### What you will do
a - In the post on land degradation, how many partner organizations were involved in developing the Global Land Outlook 2 report?
b - Rewrite the paragraph of the post on land degradation that begins "UNCCD’s evidence-based flagship" as a bulleted list that keeps its main facts.
c - Extend the post on land degradation, starting from the point where it stops.

### Passage
RE:Magnitude of the water and soil crisis addressed by Verde(1) UN press release with "stark warning" (2) fact: South America has worst soil erosion globally, (3) CV's post this weekend explaining it's not the plants but microbes that can make the process of carbon fixation 20x more efficient
https://www.unccd.int/news-stories/press-releases/chronic-land-degradation-un-offers-stark-warnings-and-practical
UNCCD’s evidence-based flagship Global Land Outlook 2 (GLO2) report, five years in development with 21 partner organizations, and with over 1,000 references, is the most comprehensive consolidation of information on the topic ever assembled. Up to 40 % of the planet’s land is degraded, directly affects half of humanity, threatens roughly half of global GDP (US$44 trillion)

### Material supplied

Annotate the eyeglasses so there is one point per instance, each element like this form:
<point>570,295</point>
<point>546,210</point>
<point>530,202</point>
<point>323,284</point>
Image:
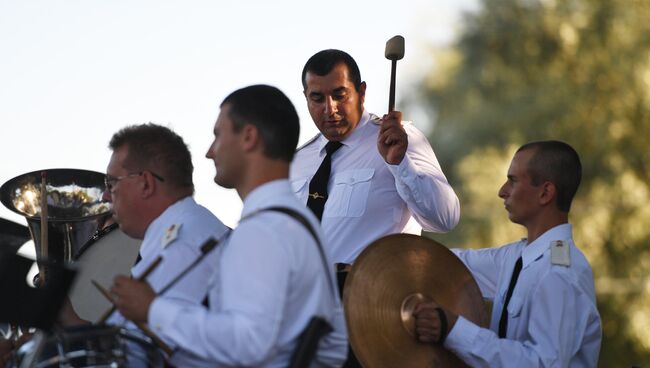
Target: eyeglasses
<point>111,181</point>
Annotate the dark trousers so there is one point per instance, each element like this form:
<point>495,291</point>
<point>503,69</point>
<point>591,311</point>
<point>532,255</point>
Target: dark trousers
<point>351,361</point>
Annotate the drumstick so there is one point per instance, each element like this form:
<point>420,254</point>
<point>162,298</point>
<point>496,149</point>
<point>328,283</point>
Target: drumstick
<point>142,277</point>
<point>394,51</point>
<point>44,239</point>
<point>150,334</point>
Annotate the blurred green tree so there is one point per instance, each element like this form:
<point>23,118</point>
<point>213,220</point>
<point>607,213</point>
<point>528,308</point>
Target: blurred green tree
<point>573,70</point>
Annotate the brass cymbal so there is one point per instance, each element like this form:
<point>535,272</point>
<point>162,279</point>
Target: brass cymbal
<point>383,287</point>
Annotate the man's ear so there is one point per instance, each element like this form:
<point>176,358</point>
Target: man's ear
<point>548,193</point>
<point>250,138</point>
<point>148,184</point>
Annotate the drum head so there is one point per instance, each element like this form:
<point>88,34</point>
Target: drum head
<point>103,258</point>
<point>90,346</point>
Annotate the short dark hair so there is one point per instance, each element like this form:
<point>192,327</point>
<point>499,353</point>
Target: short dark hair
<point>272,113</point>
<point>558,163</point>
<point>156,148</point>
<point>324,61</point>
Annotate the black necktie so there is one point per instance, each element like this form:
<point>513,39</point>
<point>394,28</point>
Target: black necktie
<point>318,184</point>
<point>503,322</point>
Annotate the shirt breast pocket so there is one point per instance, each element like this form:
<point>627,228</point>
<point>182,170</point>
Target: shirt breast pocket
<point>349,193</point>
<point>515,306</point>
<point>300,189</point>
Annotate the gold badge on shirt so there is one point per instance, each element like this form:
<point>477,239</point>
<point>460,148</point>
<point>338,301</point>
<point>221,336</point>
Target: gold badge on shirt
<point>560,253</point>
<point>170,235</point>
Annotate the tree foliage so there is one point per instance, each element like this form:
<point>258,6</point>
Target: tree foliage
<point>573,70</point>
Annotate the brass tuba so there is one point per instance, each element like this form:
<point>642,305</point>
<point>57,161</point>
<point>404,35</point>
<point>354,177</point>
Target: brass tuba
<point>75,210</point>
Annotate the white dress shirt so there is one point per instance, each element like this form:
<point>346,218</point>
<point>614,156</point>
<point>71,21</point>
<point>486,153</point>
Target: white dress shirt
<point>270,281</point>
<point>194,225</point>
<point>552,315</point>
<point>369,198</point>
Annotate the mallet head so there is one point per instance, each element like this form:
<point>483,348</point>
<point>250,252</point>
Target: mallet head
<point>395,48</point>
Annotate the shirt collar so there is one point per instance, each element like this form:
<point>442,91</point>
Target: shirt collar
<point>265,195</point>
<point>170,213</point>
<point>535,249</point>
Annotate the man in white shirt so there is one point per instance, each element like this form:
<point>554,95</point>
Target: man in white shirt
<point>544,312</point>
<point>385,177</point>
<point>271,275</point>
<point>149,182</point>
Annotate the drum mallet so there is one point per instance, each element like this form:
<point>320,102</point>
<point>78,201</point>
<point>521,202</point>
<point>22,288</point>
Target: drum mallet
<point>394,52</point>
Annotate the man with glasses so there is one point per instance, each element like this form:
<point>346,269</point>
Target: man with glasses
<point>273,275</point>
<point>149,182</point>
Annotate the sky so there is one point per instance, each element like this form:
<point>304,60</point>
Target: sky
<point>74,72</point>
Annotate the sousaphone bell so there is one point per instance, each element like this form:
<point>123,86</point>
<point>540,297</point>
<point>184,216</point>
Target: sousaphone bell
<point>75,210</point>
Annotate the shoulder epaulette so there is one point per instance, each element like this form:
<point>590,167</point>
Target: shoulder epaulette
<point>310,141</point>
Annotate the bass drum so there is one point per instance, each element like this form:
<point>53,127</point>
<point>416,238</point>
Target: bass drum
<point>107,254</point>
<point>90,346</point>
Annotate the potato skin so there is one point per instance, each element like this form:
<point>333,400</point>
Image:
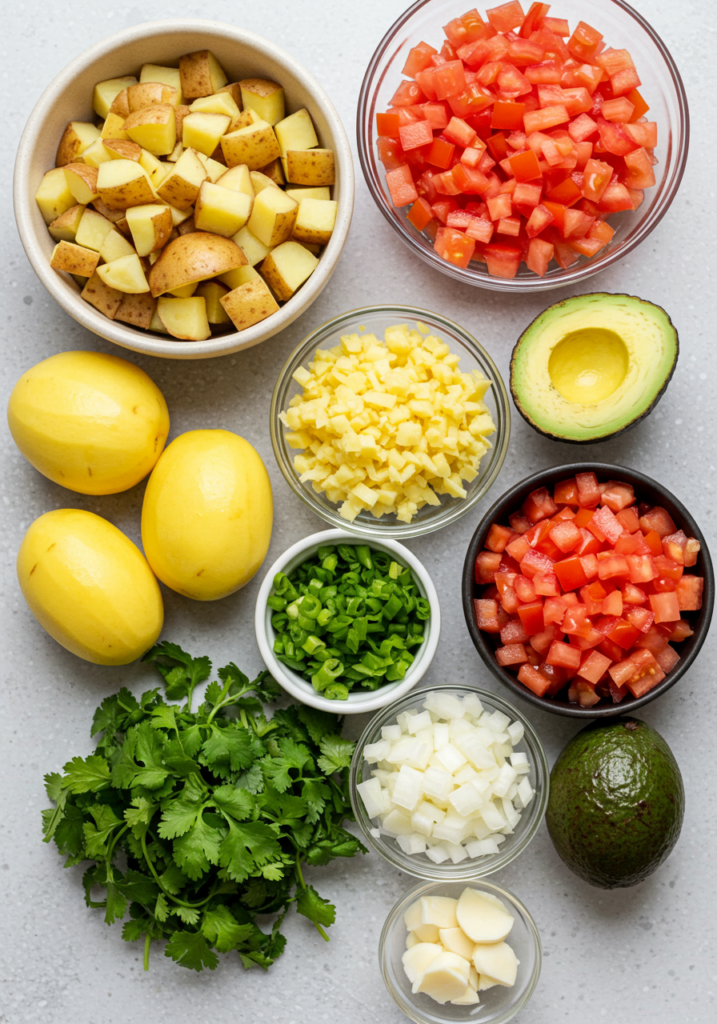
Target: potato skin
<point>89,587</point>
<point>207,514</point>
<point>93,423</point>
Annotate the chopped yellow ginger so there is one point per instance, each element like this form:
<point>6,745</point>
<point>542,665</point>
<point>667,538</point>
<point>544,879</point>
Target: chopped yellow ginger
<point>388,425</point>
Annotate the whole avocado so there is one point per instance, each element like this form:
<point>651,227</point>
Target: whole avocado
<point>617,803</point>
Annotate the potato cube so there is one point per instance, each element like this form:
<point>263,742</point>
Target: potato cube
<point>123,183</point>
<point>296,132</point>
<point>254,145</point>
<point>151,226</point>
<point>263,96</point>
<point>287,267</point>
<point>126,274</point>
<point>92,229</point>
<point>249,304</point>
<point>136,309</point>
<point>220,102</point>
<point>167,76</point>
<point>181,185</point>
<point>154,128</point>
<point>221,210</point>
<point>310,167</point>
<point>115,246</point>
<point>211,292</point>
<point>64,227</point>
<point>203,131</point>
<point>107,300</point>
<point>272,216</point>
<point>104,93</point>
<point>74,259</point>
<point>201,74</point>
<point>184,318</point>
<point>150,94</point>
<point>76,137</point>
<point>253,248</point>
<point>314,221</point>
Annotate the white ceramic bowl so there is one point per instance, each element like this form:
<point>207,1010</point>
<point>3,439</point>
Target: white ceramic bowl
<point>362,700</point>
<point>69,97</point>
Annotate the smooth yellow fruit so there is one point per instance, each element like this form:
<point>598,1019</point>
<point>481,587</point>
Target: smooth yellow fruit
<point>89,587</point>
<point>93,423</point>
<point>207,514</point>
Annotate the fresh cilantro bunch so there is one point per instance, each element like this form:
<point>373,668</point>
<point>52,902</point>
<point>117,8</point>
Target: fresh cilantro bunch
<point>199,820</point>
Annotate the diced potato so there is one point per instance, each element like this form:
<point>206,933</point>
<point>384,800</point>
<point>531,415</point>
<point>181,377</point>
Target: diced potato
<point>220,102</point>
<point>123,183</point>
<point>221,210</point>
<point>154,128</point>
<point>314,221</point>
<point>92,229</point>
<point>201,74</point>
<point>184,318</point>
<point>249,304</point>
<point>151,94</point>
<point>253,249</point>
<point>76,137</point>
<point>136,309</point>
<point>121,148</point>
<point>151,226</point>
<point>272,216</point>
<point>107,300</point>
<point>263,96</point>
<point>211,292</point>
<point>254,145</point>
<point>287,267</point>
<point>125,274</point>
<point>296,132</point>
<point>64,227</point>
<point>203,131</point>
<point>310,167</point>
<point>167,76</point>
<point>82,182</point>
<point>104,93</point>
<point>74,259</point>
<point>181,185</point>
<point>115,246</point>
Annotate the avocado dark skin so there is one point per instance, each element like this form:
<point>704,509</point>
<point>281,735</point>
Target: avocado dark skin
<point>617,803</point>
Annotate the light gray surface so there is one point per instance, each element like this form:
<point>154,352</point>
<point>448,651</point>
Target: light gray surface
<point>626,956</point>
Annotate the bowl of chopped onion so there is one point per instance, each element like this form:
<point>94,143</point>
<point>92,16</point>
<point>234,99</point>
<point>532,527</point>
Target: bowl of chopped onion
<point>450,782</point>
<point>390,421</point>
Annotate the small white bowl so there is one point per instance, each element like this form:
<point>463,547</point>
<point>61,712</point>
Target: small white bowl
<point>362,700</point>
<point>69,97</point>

### Responses per task
a - 21 partner organizations.

b -
- The Global Land Outlook 2 (GLO2) is UNCCD’s evidence-based flagship report.
- It took five years to develop, involved 21 partner organizations, and has over 1,000 references.
- It is the most comprehensive consolidation of information on the topic ever assembled.
- Up to 40% of the planet’s land is degraded.
- This degradation directly affects half of humanity and threatens roughly half of global GDP (US$44 trillion).

c -
If business as usual continued through 2050, report projects additional degradation of an area almost the size of South America
Nations’ current pledge to restore 1 billion degraded hectares by 2030 requires $US 1.6 trillion this decade – a fraction of annual $700 billion in fossil fuel and agricultural subsidies
As at 2017: At a continental level, the highest soil erosion reductions are estimated in South America (16%), Oceania (15.4%), North America (12.5%), and to a lesser extent in Europe (1.5%), Asia (1.2%), and Africa (1.1%). (source: https://www.nature.com)
https://twitter.com/CristianoVelos9/status/1520724512479883266?s=20&t=fA3tOaCEOOMIng__oIReOQ When it comes to fixing carbon, plants have nothing on soil bacteria that can do it 20 times faster.... the carbon fixing champs are not plants, but soil bacteria. Some bacterial enzymes carry out a key step in carbon fixation 20 times faster than plant enzymes do, and figuring out how they do this could help scientists develop forms of artificial photosynthesis to convert the greenhouse gas into fuels, fertilizers, antibiotics and other products.